• INSTRUCTIONS FOR THE TASK:
Print the entire listing. Each line must match the original exactly.

◆ ◆ ◆ ◆

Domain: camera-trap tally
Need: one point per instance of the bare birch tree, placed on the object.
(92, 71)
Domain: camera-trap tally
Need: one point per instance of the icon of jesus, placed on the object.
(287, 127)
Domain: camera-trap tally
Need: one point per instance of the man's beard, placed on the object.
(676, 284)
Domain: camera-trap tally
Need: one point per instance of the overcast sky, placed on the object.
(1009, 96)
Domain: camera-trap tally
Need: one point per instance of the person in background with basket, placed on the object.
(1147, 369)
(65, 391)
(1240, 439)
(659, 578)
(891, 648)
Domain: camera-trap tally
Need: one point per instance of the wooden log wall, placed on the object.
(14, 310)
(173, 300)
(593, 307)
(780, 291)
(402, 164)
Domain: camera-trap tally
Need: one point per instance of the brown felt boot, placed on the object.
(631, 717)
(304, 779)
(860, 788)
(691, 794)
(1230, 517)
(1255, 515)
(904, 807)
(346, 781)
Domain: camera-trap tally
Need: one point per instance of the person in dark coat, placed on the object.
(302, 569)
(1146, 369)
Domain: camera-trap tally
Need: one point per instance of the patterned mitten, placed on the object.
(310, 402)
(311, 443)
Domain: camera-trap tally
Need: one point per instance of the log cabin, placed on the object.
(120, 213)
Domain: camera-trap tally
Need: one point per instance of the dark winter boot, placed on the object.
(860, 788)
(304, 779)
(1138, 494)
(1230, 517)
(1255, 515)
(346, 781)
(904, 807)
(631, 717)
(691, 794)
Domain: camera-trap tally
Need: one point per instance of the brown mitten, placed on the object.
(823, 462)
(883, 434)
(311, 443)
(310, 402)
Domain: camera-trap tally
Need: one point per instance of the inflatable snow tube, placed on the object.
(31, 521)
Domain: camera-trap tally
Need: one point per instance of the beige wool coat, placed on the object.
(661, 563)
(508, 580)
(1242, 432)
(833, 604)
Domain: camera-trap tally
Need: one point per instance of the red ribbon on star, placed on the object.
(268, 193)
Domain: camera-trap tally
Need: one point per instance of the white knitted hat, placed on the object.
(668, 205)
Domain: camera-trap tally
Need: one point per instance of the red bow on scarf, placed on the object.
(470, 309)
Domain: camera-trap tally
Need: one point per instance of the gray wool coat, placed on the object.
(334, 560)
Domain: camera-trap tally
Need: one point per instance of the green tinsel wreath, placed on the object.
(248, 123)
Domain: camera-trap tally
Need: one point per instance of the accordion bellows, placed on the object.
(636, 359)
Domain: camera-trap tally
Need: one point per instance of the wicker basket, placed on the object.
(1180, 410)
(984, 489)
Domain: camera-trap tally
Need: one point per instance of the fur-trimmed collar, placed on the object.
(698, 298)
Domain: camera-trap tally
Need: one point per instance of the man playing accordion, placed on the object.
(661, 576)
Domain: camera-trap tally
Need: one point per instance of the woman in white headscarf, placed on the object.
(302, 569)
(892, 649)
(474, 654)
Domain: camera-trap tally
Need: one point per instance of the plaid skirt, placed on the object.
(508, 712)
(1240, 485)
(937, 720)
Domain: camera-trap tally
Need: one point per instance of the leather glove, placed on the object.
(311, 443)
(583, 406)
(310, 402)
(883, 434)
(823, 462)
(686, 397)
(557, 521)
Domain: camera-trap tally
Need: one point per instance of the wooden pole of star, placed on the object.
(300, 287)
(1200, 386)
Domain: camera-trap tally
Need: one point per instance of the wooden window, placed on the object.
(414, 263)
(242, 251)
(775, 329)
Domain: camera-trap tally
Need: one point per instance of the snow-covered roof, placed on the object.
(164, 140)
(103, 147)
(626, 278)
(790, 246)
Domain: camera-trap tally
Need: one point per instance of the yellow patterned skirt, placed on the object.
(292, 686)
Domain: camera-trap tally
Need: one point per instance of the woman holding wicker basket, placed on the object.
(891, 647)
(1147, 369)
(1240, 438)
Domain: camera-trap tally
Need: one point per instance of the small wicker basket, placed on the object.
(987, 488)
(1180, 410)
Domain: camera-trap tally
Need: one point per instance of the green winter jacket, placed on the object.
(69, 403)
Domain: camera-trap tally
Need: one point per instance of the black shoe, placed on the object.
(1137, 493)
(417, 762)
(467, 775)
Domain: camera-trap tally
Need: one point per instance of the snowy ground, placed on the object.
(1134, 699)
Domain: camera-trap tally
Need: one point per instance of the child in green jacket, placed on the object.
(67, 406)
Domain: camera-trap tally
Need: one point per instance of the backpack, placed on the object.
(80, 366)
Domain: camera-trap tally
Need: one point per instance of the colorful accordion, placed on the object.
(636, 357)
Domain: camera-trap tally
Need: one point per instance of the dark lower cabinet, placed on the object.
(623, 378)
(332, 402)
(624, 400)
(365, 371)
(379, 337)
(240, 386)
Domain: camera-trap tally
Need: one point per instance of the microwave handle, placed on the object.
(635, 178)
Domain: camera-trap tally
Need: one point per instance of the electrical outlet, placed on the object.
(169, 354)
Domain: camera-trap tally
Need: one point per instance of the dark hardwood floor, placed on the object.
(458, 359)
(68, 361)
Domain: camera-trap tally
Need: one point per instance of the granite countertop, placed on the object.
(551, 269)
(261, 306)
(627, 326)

◆ ◆ ◆ ◆

• ANSWER BELOW:
Domain: camera-trap tally
Need: one point per instance of the bare birch tree, placed on the object.
(92, 71)
Domain: camera-trap tally
Need: one point per instance of the icon of jesus, placed on the object.
(287, 127)
Domain: camera-trap tally
Need: one point per instance of the man's beard, placed on the object.
(676, 284)
Domain: camera-trap tally
Need: one point per instance of the overcast sky, placed on the object.
(1009, 96)
Domain: camera-trap tally
Need: one point per instance of the person in background with basket, placed on the object.
(1147, 369)
(65, 391)
(1240, 439)
(659, 578)
(891, 648)
Domain: camera-trap tally
Need: one point per instance of the wooden log wall, placed on the object.
(14, 310)
(173, 300)
(593, 307)
(780, 291)
(402, 164)
Domain: camera-trap tally
Need: one point per instance of the brown felt boot, placed on the object.
(631, 717)
(304, 779)
(860, 788)
(691, 794)
(1230, 517)
(1255, 515)
(904, 807)
(346, 781)
Domain: camera-trap tally
Need: one point per instance of the person in dark coat, placed on the object.
(302, 569)
(1146, 369)
Domain: camera-trap tally
Need: one point per instance of the patterned mitten, placed on the object.
(310, 402)
(311, 443)
Domain: camera-trap tally
Need: one point per instance of the log cabin, placed on the object.
(120, 213)
Domain: camera-trap tally
Need: one point per instance of the dark winter boot, placed on the object.
(860, 788)
(304, 779)
(1138, 494)
(1230, 517)
(1255, 515)
(346, 781)
(904, 807)
(631, 717)
(691, 794)
Domain: camera-trap tally
Need: one point per instance of the brown mitten, placed on the object.
(823, 462)
(883, 434)
(311, 443)
(310, 402)
Domain: camera-trap tally
Need: one point per instance of the inflatable snow tube, placed on the object.
(31, 521)
Domain: camera-trap tally
Need: one point per instance of the beige wool coat, placed on the object.
(661, 563)
(508, 580)
(1242, 432)
(833, 604)
Domain: camera-trap tally
Need: one point per instance of the red ribbon on star, placed on the object.
(268, 193)
Domain: camera-trap tally
Need: one point per instance of the white knitted hat, placed on the object.
(668, 205)
Domain: camera-trap tally
Need: one point per instance of the red bow on scarf, placed on the object.
(470, 309)
Domain: camera-trap tally
Need: one point per instance of the gray wool coat, placed on the object.
(334, 560)
Domain: camera-trap tally
Need: one point per instance of the green tinsel wreath, placed on the object.
(248, 123)
Domain: camera-trap tally
Need: one point per instance of the accordion bellows, placed on the object.
(636, 359)
Domain: camera-trap tally
Need: one point per instance of the wicker basket, placed on the object.
(1180, 410)
(984, 489)
Domain: camera-trap tally
Need: one point per instance of the fur-trimmed collar, placed on the object.
(698, 298)
Domain: camera-trap tally
Need: one point per instance of the man playing accordion, placed on the object.
(661, 576)
Domain: camera-trap tally
Need: one point per instance of the woman in white headscarf, placed on the object.
(302, 569)
(892, 649)
(474, 654)
Domain: camera-trap tally
Need: one point per instance of the plaid skirt, placed on the object.
(508, 712)
(1240, 485)
(937, 720)
Domain: camera-trap tally
Need: one point per instance of the leather glove, placed on the object.
(311, 443)
(583, 406)
(310, 402)
(883, 434)
(823, 462)
(686, 397)
(557, 521)
Domain: camera-trap tally
Need: one point per instance of the wooden pole of star, placed on the object.
(300, 287)
(1200, 386)
Domain: camera-trap tally
Need: one point per instance of the wooden window, placed on the object.
(414, 263)
(242, 251)
(775, 329)
Domain: camera-trap tally
Need: one point per instance of the snow-covered roof, placed on the object.
(164, 140)
(103, 147)
(626, 278)
(790, 246)
Domain: camera-trap tally
Need: one point per instance of the yellow patterned skirt, placed on the object.
(292, 686)
Domain: camera-trap tally
Need: one point per instance of the woman holding wicker basket, placed on the object.
(891, 647)
(1147, 369)
(1240, 438)
Domain: camera-trap tally
Need: one point per instance of the small wicker basket, placed on the object.
(987, 488)
(1180, 410)
Domain: camera-trap tally
Need: one point per instance of the green winter jacket, placed on the object.
(69, 403)
Domain: camera-trap tally
Need: one point per instance of the black shoe, placed on the object.
(1137, 493)
(417, 762)
(467, 775)
Domain: camera-trap tally
Need: one point per instance of the snowy ground, placed on the object.
(1134, 699)
Domain: camera-trap tally
Need: one point per instance of the child in green jacket, placed on the object.
(67, 406)
Domain: camera-trap tally
Need: one point per instance of the backpack, placed on the object.
(80, 366)
Domain: camera-trap tally
Need: one point per instance of the colorful accordion, placed on the object.
(636, 357)
Domain: camera-trap tally
Need: one point per instance of the dark lower cabinet, placed on the object.
(623, 378)
(332, 402)
(624, 400)
(365, 371)
(379, 337)
(240, 386)
Domain: camera-trap tally
Need: one point per instance of the microwave handle, placed on the object.
(635, 178)
Domain: camera-trap tally
Need: one point per instance of the electrical outlet, placed on the object.
(169, 354)
Domain: camera-trap tally
Need: one point per instance of the dark hardwood floor, placed on the object.
(458, 359)
(68, 361)
Domain: camera-trap tally
Need: one point per instance of the granite countertop, placed on the object.
(551, 269)
(261, 306)
(627, 326)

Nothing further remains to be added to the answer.